--- Stored data ---
— Begin —

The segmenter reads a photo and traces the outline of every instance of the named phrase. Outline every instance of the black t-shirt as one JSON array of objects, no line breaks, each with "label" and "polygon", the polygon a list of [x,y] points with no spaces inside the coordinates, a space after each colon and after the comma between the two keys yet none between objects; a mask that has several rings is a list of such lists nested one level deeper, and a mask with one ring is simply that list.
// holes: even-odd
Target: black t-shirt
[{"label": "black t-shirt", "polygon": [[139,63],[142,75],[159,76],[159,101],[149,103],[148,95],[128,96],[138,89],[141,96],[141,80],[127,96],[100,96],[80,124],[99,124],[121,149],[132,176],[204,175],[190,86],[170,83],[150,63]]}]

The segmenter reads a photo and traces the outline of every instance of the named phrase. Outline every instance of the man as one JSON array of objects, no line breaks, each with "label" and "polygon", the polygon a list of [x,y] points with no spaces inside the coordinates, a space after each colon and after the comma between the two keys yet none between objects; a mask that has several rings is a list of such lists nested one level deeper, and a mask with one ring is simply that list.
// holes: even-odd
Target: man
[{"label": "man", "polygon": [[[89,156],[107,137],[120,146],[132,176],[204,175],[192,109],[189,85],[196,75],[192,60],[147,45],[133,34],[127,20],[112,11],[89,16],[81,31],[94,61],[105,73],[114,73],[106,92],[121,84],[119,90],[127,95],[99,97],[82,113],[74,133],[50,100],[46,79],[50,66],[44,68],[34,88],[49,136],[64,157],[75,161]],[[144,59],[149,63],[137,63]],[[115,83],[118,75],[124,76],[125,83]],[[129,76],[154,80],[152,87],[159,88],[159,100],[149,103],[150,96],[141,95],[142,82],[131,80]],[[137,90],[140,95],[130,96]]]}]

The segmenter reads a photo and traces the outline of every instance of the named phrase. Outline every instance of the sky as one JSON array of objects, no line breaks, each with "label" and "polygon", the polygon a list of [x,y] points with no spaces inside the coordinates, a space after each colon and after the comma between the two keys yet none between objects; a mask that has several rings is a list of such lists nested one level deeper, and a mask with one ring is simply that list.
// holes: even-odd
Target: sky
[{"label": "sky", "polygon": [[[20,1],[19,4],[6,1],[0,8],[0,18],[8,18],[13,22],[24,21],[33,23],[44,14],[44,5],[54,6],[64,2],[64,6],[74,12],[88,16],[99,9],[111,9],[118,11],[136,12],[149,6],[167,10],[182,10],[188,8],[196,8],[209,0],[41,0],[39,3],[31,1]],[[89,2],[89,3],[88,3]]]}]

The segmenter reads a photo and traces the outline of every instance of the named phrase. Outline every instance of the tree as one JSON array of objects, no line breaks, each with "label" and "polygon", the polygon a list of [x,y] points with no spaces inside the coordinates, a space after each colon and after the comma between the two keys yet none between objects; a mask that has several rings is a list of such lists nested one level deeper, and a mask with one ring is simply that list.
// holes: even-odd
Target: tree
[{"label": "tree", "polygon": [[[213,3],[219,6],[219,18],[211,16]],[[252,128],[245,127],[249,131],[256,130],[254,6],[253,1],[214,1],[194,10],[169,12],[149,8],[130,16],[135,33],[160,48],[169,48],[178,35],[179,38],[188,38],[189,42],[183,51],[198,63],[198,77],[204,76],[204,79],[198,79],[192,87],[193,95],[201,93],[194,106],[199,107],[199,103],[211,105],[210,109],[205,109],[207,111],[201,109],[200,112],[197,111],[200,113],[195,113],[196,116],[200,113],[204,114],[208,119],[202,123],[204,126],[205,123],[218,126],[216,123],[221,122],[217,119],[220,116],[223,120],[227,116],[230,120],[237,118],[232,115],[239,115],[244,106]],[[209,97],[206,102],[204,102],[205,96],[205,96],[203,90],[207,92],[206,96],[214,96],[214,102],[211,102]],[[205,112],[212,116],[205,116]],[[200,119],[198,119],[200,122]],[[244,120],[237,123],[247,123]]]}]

— End —

--- Stated exercise ---
Convert the part of the material that opens with the line containing "of the tree" and closes with the line containing "Target: tree" into a JSON list of strings, one string per line, skipping any blank lines. Include both of those lines.

--- Answer to this problem ---
[
  "The segmenter reads a photo and traces the outline of every instance of the named phrase. Outline every instance of the tree as one JSON array of objects, no line breaks, each with \"label\" and \"polygon\", the polygon a list of [x,y] points with no spaces inside the coordinates, a space after each colon and after the comma between the two keys yet none between objects; a mask that has several rings is a list of such lists nested one level deeper, and a mask with one ring is simply that list.",
  "// holes: even-odd",
  "Target: tree"
]